# [Selection]

● ● ● ●

However, the plan does offer a few genuinely novel measures that have already gone into effect or will in the coming months. In particular, the U.S. Department of Transportation is modifying its competitive grant programs to favor jurisdictions that adopt zoning rules allowing dense housing and transit-oriented development. DOT has already released three funding applications worth close to $6 billion that include those incentives.

Another significant move is a promise to finalize the income averaging rule for Low Income Housing Tax Credit (LIHTC) projects, which will make it easier to finance developments with units for very-low-income residents, particularly in rural areas. The plan also lists recent policy shifts by HUD and the government-sponsored enterprises or GSEs (Fannie and Freddie) to sell more foreclosed properties to owner-occupants and nonprofit organizations rather than corporate investors. Those should help slow the rise in home prices and the displacement of tenants in impacted communities.

● ● ● ●

# [Supplied information]
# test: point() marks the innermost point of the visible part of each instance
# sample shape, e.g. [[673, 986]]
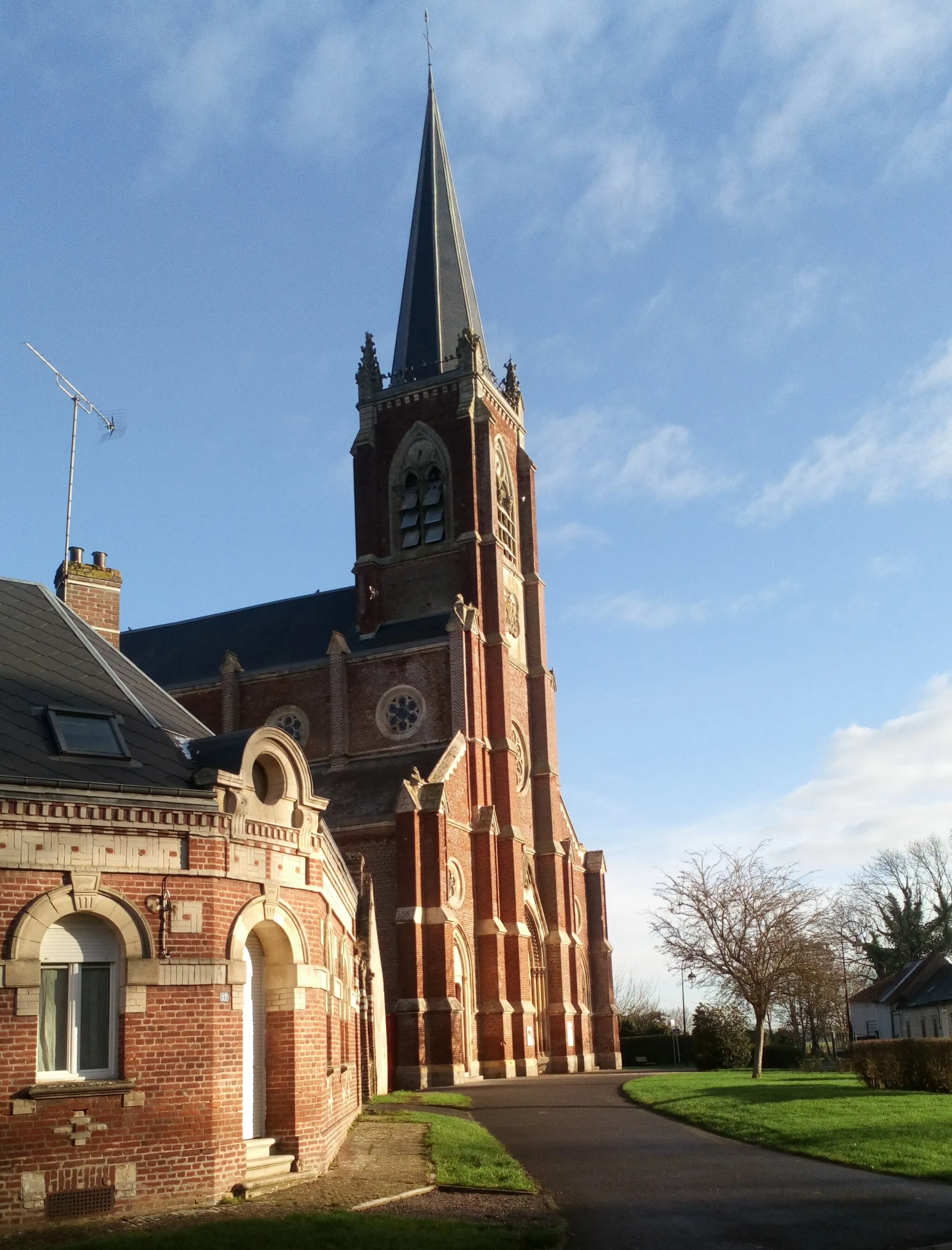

● ● ● ●

# [To do]
- 1) Answer these questions about the housing plan passage:
(a) Which federal department is changing its competitive grant programs?
(b) About how much are the three funding applications already released by that department worth?
(c) To whom are HUD and the GSEs selling more foreclosed properties instead of corporate investors?
- 2) List every government agency or government-sponsored enterprise named in the housing plan passage.
- 3) Rewrite the housing plan passage between "Another significant move" and "in impacted communities.", inclusive, with "corporate investors" replaced by "institutional investors".

# [Responses by task]
- 1)
(a) The U.S. Department of Transportation (DOT).
(b) Close to $6 billion.
(c) Owner-occupants and nonprofit organizations.

- 2)
- U.S. Department of Transportation (DOT)
- HUD
- Fannie
- Freddie

- 3)
Another significant move is a promise to finalize the income averaging rule for Low Income Housing Tax Credit (LIHTC) projects, which will make it easier to finance developments with units for very-low-income residents, particularly in rural areas. The plan also lists recent policy shifts by HUD and the government-sponsored enterprises or GSEs (Fannie and Freddie) to sell more foreclosed properties to owner-occupants and nonprofit organizations rather than institutional investors. Those should help slow the rise in home prices and the displacement of tenants in impacted communities.